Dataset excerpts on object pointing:
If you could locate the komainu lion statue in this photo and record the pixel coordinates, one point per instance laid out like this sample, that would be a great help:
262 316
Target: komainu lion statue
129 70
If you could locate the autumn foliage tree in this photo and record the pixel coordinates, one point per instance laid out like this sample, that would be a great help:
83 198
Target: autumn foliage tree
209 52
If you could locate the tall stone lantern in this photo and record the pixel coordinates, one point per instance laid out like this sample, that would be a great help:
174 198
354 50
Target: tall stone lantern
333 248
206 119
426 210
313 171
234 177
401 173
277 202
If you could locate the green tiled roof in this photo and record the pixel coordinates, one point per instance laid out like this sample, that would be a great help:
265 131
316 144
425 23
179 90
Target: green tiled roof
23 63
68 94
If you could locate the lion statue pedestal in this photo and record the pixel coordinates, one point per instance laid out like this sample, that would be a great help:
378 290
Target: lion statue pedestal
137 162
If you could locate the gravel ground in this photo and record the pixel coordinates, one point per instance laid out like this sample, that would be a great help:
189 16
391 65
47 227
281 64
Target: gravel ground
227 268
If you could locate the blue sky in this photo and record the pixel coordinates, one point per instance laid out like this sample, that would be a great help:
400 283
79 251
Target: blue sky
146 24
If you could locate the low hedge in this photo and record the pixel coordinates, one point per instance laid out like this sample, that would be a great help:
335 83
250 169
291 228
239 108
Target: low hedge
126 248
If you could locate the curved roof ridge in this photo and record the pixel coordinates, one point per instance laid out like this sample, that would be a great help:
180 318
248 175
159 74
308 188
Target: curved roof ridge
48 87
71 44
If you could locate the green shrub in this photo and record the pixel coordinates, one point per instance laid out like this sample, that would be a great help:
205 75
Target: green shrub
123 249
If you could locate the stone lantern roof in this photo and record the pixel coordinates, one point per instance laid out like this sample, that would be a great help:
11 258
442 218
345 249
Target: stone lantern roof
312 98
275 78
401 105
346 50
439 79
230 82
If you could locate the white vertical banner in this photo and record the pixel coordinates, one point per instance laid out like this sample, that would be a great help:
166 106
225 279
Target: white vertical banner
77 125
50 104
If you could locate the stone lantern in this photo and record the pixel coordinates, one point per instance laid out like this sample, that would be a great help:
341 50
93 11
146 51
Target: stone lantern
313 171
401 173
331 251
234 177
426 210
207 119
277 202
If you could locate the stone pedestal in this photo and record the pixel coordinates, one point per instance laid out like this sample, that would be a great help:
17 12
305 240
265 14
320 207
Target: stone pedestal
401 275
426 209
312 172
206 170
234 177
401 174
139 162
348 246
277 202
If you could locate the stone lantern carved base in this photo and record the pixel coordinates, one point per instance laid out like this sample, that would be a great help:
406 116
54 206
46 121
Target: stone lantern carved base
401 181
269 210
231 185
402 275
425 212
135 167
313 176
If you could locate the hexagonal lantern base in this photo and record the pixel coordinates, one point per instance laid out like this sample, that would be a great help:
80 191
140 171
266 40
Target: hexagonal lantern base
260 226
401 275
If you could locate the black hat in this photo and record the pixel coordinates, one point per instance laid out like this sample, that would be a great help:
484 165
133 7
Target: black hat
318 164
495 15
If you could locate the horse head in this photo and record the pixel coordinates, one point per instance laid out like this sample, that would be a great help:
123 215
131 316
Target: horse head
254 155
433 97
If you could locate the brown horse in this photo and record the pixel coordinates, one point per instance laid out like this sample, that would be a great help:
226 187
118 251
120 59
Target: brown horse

# [Set exercise]
Each line from the one with "If you could locate the black" through the last line of the records must be written out word for word. Include nothing else.

# [Output for this task]
If you could locate the black hat in this photo and record the pixel coordinates, one point per instance laid out like this sample, that would be a great help:
484 165
133 7
Target: black hat
318 164
495 15
If you could locate the horse head in this photo and record the pixel coordinates, one point per instance laid out like this sample, that would be a great help:
123 215
131 316
Target: horse head
254 155
433 97
If you could locate the brown horse in this photo and record the pixel coordinates, one point per instance laid out like this sample, that would be a great help:
226 187
118 251
120 59
Target: brown horse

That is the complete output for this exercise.